* _TASK SET_
**A.** Swap "shop floor" for "factory floor" in the passage on manufacturing quality metrics and write out the portion that begins at the words "Understanding CAPA events." and stops after "quality engineers need.".
**B.** Carry on the passage about manufacturing quality metrics from its final sentence.

* _SELECTED EXCERPT_

Understanding CAPA events. CAPA, also known as a corrective action request (CAR), is a measure of how well the initial engineering specifications combined with build instructions on the shop floor reflect customer requirements. ERP systems that have an integrated data platform can provide these metrics in real-time and at whatever frequency manufacturing quality engineers need.
SQA rate. The supplier quality assurance (SQA) rate is an excellent indicator of how effective SQA systems and processes are in a manufacturer, and SQA metrics are an integral part of any ERP system’s quality management reporting system. The goal of an SQA is to help manufacturers provide suppliers with an accurate, reliable framework for delivering the highest quality raw materials, components, subassemblies and assemblies used in production. Many manufacturers evaluate this metric every 90 days with all suppliers to understand relative quality levels by product and sourcing area.
In 2020, all manufacturers had to take a hard line on anything that didn’t contribute to quality or keep their business operations running so they could accept orders and fulfill them. Throughout the year and into 2021, four best practices have emerged to address these priorities.

Natural language region descriptions:

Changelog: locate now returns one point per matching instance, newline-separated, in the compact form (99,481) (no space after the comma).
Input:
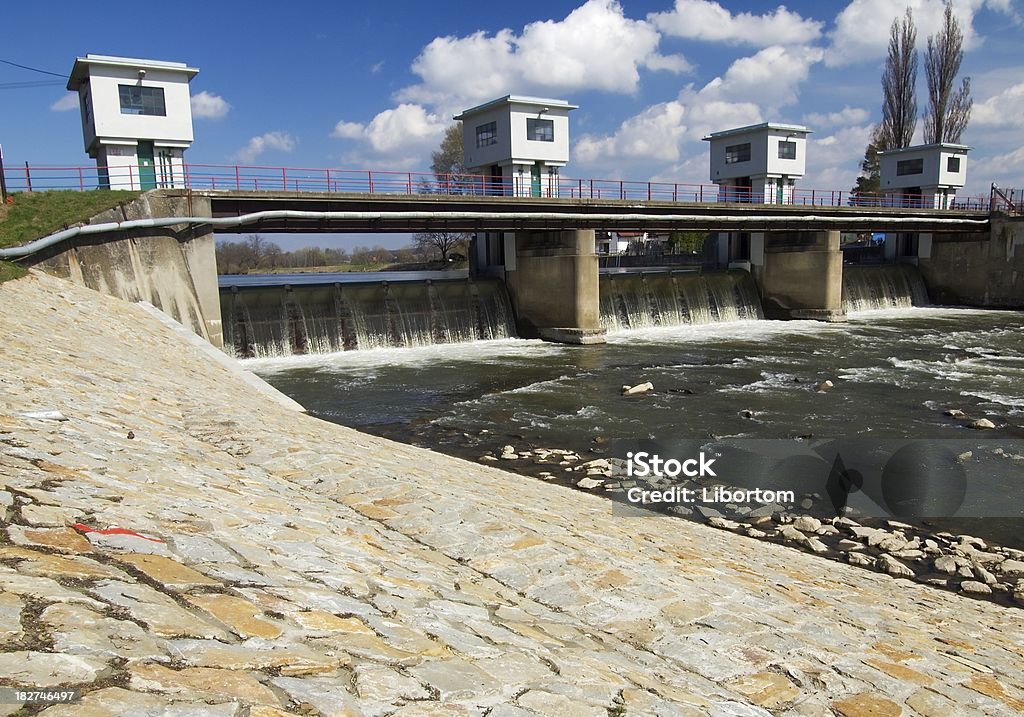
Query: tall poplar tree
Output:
(948,109)
(899,107)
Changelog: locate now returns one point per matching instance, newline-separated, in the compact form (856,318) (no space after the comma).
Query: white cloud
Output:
(348,130)
(702,19)
(770,78)
(1003,110)
(655,133)
(594,47)
(207,106)
(751,90)
(861,33)
(282,141)
(66,103)
(399,129)
(845,117)
(834,160)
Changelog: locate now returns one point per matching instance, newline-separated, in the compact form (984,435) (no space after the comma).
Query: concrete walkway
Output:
(267,562)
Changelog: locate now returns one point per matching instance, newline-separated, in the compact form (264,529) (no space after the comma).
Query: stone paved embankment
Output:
(265,562)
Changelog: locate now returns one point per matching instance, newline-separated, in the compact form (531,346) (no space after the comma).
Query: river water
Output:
(895,374)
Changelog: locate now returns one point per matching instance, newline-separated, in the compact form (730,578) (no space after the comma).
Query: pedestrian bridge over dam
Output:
(160,248)
(337,212)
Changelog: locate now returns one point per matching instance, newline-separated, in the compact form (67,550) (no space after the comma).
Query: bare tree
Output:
(899,108)
(948,109)
(442,242)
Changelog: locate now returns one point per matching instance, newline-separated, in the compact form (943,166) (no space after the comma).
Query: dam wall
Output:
(173,267)
(976,269)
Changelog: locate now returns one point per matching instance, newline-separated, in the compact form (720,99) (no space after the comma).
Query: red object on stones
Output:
(82,528)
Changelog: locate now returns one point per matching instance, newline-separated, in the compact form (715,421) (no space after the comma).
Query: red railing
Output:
(257,178)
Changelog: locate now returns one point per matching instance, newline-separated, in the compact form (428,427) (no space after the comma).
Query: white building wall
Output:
(477,160)
(556,152)
(934,170)
(764,162)
(518,156)
(110,122)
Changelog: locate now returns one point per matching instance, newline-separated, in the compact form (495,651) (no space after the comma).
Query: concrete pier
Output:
(180,543)
(802,276)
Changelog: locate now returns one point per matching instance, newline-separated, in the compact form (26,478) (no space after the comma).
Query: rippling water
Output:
(894,372)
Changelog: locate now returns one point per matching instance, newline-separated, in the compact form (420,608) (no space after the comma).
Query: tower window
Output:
(904,167)
(141,100)
(541,130)
(486,134)
(734,154)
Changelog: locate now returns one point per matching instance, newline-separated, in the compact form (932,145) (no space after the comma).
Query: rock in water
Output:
(975,588)
(638,389)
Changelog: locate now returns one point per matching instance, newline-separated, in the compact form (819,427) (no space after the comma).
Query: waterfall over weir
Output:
(672,298)
(280,321)
(889,286)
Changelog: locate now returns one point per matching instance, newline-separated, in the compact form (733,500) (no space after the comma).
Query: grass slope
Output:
(36,214)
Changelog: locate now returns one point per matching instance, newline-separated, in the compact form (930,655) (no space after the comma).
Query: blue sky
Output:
(374,85)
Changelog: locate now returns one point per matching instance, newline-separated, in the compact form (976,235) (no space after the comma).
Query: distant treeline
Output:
(256,253)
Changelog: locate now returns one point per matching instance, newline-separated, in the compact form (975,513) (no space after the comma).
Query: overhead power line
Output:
(19,85)
(26,67)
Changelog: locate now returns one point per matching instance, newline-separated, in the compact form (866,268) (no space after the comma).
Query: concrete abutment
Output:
(552,280)
(172,267)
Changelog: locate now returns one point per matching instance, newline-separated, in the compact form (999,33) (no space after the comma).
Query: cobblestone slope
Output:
(179,544)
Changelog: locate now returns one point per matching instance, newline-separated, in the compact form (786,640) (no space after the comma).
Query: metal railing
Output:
(257,178)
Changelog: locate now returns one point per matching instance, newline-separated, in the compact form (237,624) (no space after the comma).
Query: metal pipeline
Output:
(255,217)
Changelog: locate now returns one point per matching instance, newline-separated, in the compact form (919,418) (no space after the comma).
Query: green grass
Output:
(37,214)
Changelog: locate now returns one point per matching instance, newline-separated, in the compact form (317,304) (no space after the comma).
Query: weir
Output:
(674,298)
(281,321)
(889,286)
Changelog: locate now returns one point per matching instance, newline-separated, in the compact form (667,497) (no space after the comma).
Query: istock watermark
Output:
(870,477)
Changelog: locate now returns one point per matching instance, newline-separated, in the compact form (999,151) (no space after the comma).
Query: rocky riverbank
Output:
(960,562)
(172,542)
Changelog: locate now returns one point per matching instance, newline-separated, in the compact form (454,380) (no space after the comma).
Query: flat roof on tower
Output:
(773,126)
(80,71)
(517,99)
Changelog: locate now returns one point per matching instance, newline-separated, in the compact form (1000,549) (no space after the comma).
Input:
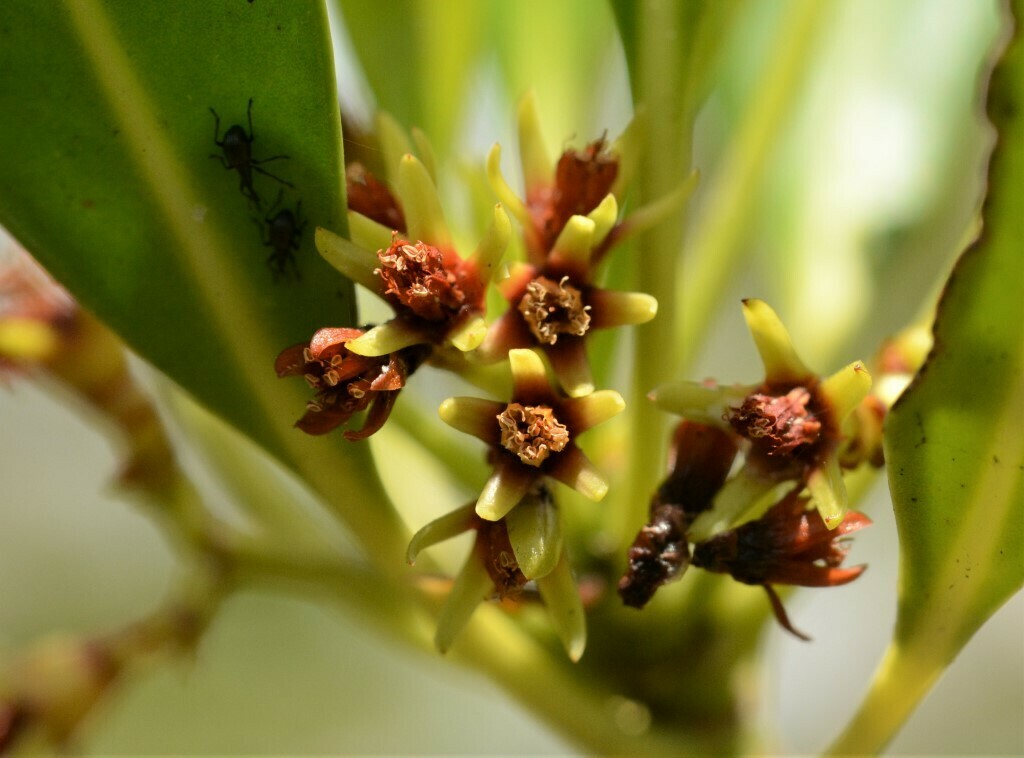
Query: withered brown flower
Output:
(699,463)
(345,382)
(790,544)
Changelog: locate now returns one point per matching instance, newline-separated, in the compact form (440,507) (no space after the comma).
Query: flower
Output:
(569,219)
(346,382)
(532,435)
(437,296)
(794,423)
(524,546)
(588,182)
(701,457)
(554,305)
(787,545)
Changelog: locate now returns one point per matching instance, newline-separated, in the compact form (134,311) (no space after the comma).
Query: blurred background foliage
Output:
(856,207)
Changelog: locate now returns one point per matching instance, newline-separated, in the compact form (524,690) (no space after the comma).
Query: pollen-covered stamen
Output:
(531,432)
(778,424)
(551,308)
(416,276)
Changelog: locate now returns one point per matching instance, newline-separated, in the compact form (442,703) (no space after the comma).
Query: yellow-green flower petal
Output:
(369,234)
(564,607)
(846,388)
(424,215)
(780,360)
(473,416)
(505,194)
(574,469)
(586,413)
(439,530)
(355,262)
(604,217)
(535,530)
(472,586)
(528,376)
(507,487)
(387,338)
(698,403)
(469,334)
(828,492)
(488,253)
(611,308)
(28,340)
(574,245)
(534,156)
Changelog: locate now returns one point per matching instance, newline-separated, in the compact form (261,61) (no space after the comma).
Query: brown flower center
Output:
(531,432)
(779,424)
(551,308)
(416,277)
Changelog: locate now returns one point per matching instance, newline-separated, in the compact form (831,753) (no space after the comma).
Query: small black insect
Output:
(238,156)
(282,232)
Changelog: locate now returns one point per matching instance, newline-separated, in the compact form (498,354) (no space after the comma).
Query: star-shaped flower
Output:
(524,546)
(553,306)
(346,383)
(793,421)
(437,296)
(532,435)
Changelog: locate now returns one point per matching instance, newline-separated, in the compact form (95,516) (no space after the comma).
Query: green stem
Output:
(902,680)
(666,134)
(445,446)
(718,233)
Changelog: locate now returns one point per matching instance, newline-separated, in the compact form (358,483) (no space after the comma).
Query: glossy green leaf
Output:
(954,448)
(104,153)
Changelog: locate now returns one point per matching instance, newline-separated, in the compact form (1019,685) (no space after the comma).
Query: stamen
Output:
(417,278)
(551,308)
(778,423)
(531,432)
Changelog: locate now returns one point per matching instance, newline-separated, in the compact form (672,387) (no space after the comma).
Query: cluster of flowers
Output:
(796,431)
(569,221)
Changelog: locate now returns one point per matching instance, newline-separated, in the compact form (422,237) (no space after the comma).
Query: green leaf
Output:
(954,449)
(104,151)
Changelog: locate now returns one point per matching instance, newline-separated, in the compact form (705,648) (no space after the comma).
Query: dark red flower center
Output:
(779,425)
(531,432)
(418,277)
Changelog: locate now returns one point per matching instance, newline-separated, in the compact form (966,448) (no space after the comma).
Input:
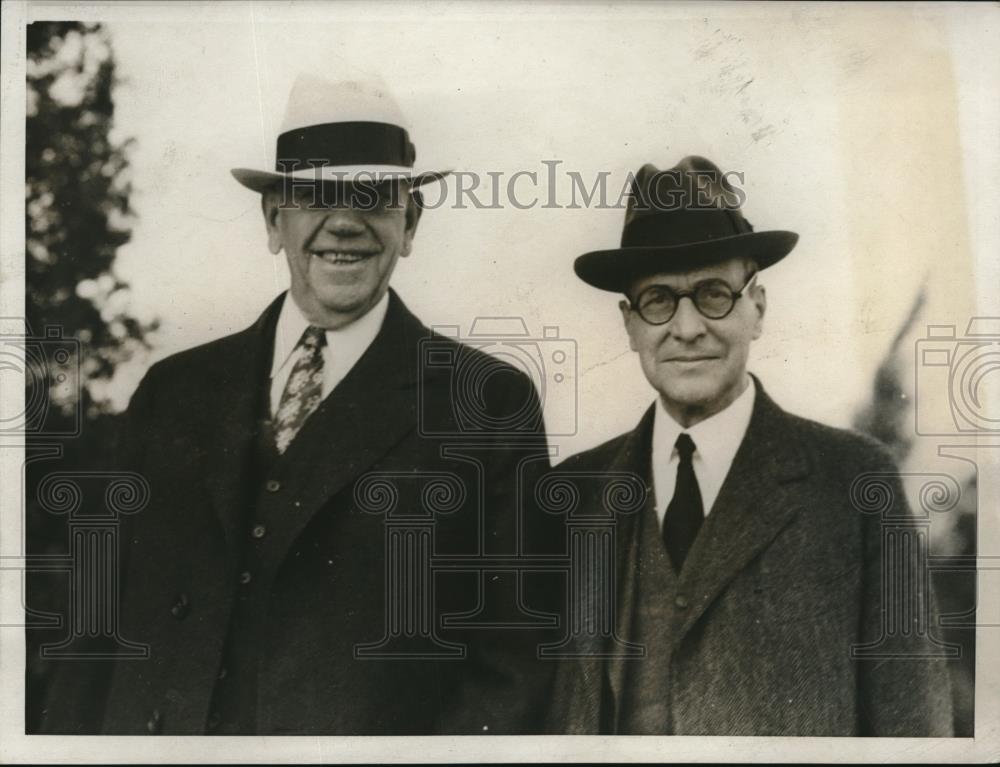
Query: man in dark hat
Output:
(754,585)
(303,471)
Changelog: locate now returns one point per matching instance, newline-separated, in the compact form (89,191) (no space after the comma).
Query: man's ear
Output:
(628,319)
(413,211)
(759,297)
(269,206)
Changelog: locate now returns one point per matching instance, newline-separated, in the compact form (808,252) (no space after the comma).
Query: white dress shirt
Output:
(344,346)
(716,441)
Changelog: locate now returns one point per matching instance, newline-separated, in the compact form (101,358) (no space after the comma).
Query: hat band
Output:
(668,228)
(345,143)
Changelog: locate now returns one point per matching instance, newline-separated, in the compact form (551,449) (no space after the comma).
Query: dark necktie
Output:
(304,390)
(684,514)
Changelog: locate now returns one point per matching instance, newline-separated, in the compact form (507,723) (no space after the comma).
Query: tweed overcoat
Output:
(784,577)
(321,577)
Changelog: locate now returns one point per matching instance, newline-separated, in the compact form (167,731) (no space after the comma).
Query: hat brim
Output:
(262,180)
(616,270)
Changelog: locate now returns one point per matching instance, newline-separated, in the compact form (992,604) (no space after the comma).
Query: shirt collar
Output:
(357,335)
(717,438)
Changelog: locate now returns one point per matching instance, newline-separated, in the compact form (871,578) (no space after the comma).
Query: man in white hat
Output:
(283,459)
(752,594)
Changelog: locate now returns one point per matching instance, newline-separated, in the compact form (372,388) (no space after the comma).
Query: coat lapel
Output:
(757,499)
(634,457)
(368,413)
(243,370)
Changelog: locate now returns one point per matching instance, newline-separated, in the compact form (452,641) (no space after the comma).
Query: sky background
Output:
(851,129)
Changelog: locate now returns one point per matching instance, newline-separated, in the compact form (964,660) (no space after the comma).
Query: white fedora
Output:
(340,131)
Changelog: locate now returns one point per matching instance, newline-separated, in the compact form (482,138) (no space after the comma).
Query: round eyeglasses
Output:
(713,299)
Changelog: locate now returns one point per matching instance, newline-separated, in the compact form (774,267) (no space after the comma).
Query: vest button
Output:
(181,607)
(154,725)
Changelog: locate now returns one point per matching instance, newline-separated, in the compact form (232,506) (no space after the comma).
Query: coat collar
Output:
(369,412)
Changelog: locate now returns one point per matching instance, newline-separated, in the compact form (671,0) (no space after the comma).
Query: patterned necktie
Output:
(304,390)
(684,514)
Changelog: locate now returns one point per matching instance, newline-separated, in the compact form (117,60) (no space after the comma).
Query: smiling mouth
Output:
(342,256)
(689,360)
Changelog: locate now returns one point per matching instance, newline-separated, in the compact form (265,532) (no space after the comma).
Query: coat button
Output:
(154,725)
(181,607)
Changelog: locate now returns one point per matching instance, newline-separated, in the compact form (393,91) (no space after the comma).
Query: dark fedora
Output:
(679,219)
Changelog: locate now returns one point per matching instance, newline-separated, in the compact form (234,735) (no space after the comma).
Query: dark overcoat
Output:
(783,580)
(312,583)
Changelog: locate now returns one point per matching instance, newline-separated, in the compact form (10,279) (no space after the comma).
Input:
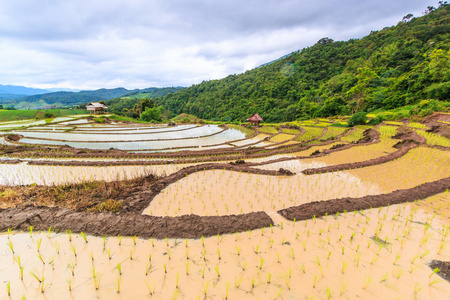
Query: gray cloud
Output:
(141,43)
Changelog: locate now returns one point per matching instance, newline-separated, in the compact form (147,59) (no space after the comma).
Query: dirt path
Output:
(331,207)
(101,224)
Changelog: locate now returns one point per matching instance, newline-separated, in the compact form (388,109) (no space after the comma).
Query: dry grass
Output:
(91,196)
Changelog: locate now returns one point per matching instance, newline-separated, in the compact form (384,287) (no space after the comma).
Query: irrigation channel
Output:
(197,211)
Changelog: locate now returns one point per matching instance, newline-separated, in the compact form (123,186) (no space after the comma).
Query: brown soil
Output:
(12,137)
(404,148)
(129,219)
(443,266)
(406,133)
(330,207)
(441,130)
(101,224)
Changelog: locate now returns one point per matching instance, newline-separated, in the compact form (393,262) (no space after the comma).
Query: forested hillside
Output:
(393,67)
(126,103)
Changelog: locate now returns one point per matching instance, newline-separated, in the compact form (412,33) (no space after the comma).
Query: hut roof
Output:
(255,118)
(97,104)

* _ANSWERS TO THIS EXERCISE_
**A.**
Understanding CAPA events. CAPA, also known as a corrective action request (CAR), is a measure of how well the initial engineering specifications combined with build instructions on the factory floor reflect customer requirements. ERP systems that have an integrated data platform can provide these metrics in real-time and at whatever frequency manufacturing quality engineers need.

**B.**
Using quality management and compliance to guide business continuity. All the manufacturers I have spoken with agree that the practice of relying on quality management and compliance to guide their business continuity planning has provided the perfect training to meet rigorous Defense Production Act (DPA) requirements for personal protective equipment (PPE), COVID-19 testing kits, and vaccine vials and syringes. The more integrated quality, supply chain management, production scheduling, logistics, finance and service are, the more effective a given manufacturer's contributions will be to the program.
Increasing collaboration with customers. Competing on price in 2020 was a losing strategy, while higher quality guarantees and committed-to delivery dates were considered the two most highly valued services among manufacturing customers. The most successful manufacturers have also been achieving greater compliance by anticipating further customer-driven audit needs.
Understanding the cost of good quality. Manufacturers increasingly recognize the value of having insights into how much the cost of good quality contributes to higher margin and recurring customer purchases, particularly when viewed against the costs of bad quality in the form of sales and revenue declines. When financial reporting, quality management, compliance, supplier quality, MES and ERP are all part of the same platform, tracking the cost of good versus bad quality becomes an automated workflow.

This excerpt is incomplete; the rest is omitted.